(Stored data)
——————

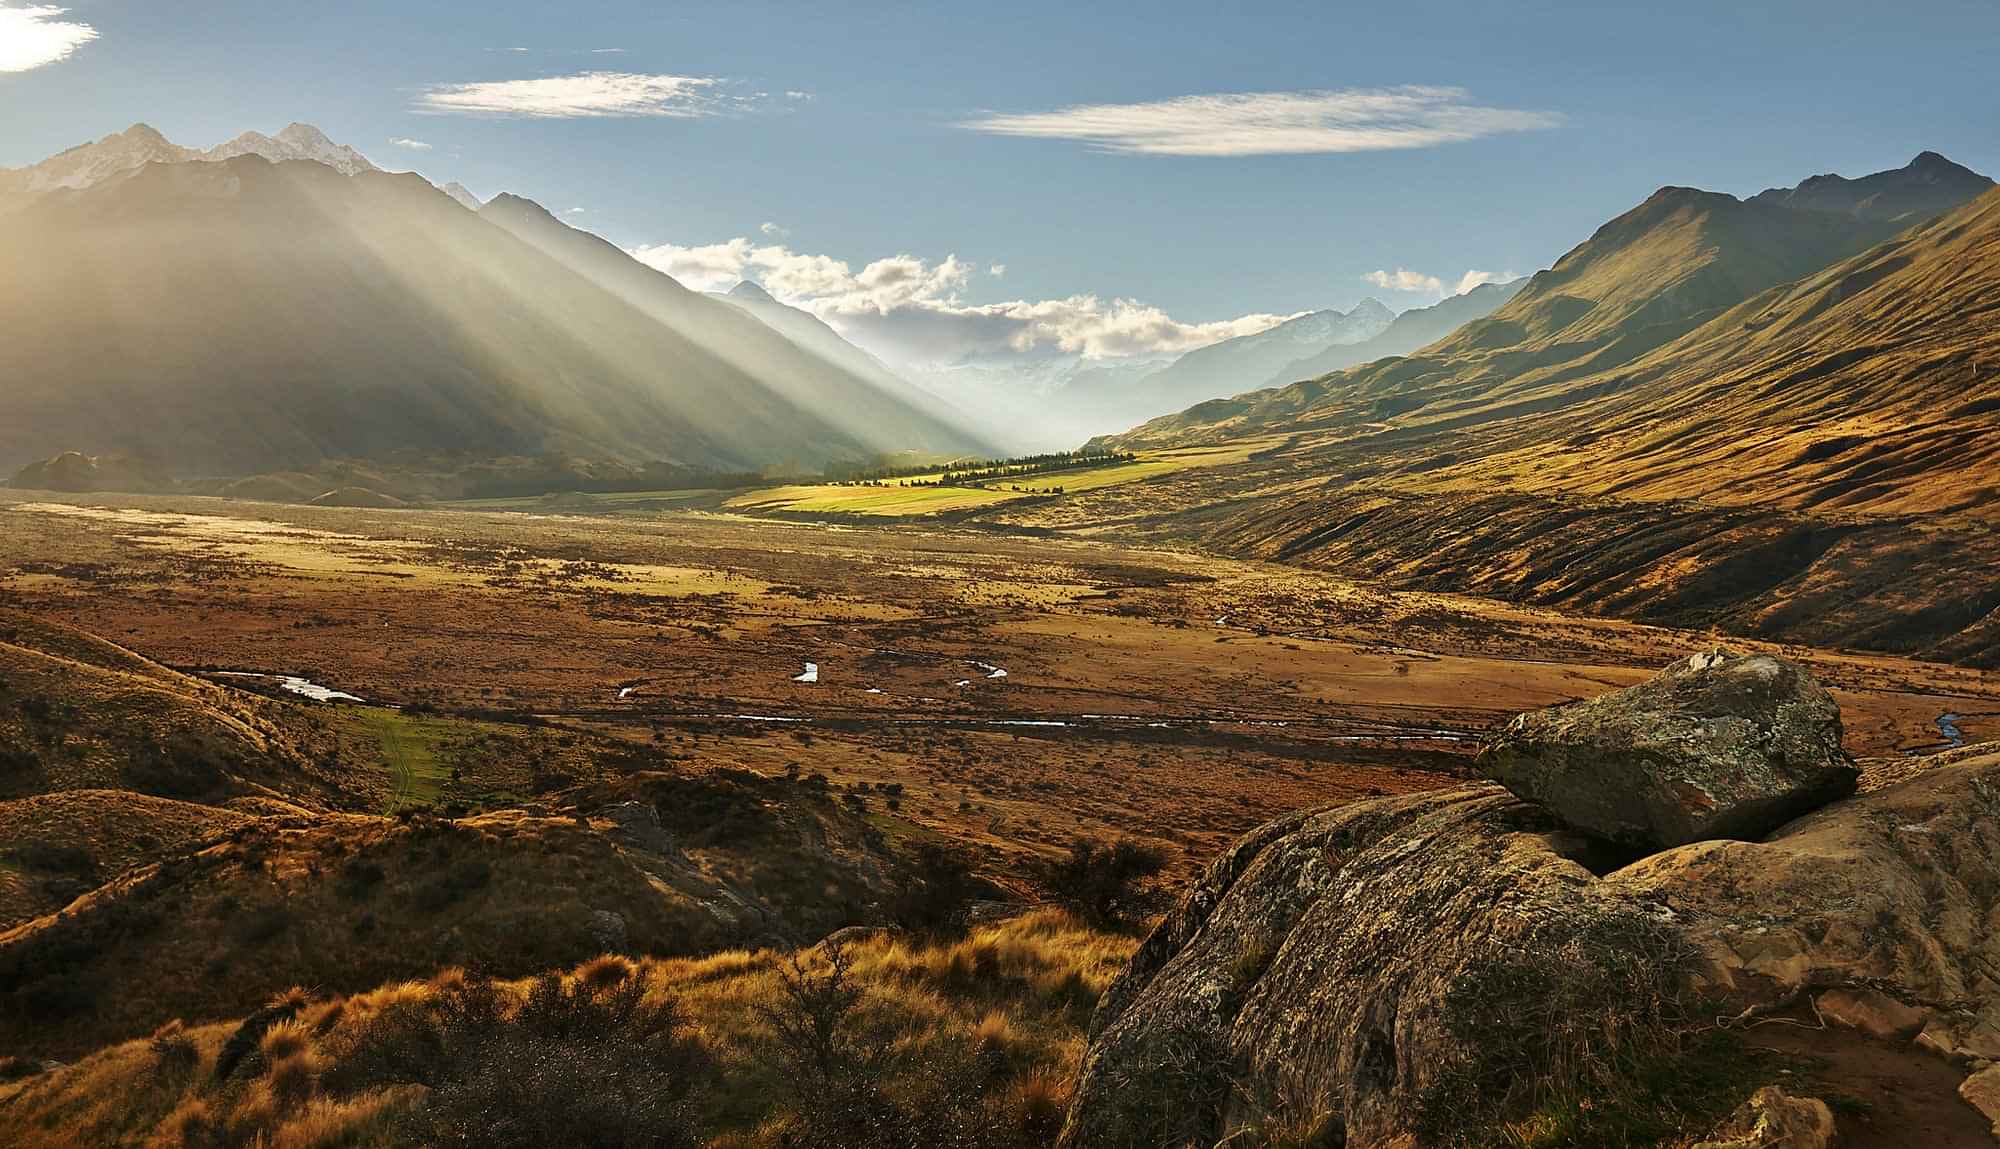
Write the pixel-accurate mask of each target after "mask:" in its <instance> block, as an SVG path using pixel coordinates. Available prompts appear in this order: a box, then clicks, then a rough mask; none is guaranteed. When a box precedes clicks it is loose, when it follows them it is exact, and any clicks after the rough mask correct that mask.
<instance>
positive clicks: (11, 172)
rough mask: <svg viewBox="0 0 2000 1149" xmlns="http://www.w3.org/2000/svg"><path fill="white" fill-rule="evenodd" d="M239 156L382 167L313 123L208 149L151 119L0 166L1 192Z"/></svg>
mask: <svg viewBox="0 0 2000 1149" xmlns="http://www.w3.org/2000/svg"><path fill="white" fill-rule="evenodd" d="M236 156H262V158H266V160H270V162H274V164H276V162H284V160H312V162H316V164H326V166H328V168H334V170H336V172H340V174H342V176H352V174H356V172H378V170H380V168H376V166H374V162H370V160H368V156H364V154H360V152H356V150H354V148H348V146H344V144H336V142H332V140H328V138H326V132H322V130H318V128H314V126H312V124H288V126H286V128H284V130H282V132H278V134H276V136H266V134H262V132H244V134H240V136H236V138H234V140H228V142H224V144H216V146H214V148H208V150H200V148H182V146H180V144H174V142H168V138H166V136H162V134H160V132H156V130H154V128H152V126H148V124H132V126H130V128H126V130H124V132H118V134H112V136H104V138H102V140H98V142H94V144H80V146H76V148H70V150H66V152H62V154H58V156H50V158H46V160H42V162H40V164H34V166H30V168H0V192H8V190H12V192H50V190H58V188H68V190H82V188H94V186H98V184H102V182H104V180H112V178H118V176H128V174H132V172H136V170H140V168H144V166H146V164H188V162H220V160H234V158H236Z"/></svg>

——————

About this task
All lines from the one containing "rough mask: <svg" down to the final line above are to be restated word for word; leave out the rest.

Solution for this task
rough mask: <svg viewBox="0 0 2000 1149" xmlns="http://www.w3.org/2000/svg"><path fill="white" fill-rule="evenodd" d="M239 156L382 167L313 123L208 149L151 119L0 166L1 192Z"/></svg>
mask: <svg viewBox="0 0 2000 1149" xmlns="http://www.w3.org/2000/svg"><path fill="white" fill-rule="evenodd" d="M236 156H262V158H266V160H270V162H274V164H276V162H284V160H312V162H316V164H326V166H328V168H334V170H336V172H340V174H342V176H352V174H356V172H378V170H380V168H376V166H374V162H370V160H368V156H364V154H360V152H356V150H354V148H348V146H344V144H336V142H332V140H328V138H326V132H322V130H318V128H314V126H312V124H288V126H286V128H284V130H282V132H278V134H276V136H266V134H262V132H244V134H240V136H236V138H234V140H228V142H224V144H216V146H214V148H208V150H200V148H182V146H180V144H174V142H168V138H166V136H162V134H160V132H156V130H154V128H152V126H148V124H132V126H130V128H126V130H124V132H118V134H112V136H104V138H102V140H98V142H94V144H80V146H76V148H70V150H66V152H62V154H58V156H50V158H46V160H42V162H40V164H34V166H30V168H0V192H8V190H12V192H50V190H58V188H68V190H82V188H94V186H98V184H102V182H104V180H112V178H118V176H128V174H132V172H136V170H140V168H144V166H146V164H188V162H220V160H234V158H236Z"/></svg>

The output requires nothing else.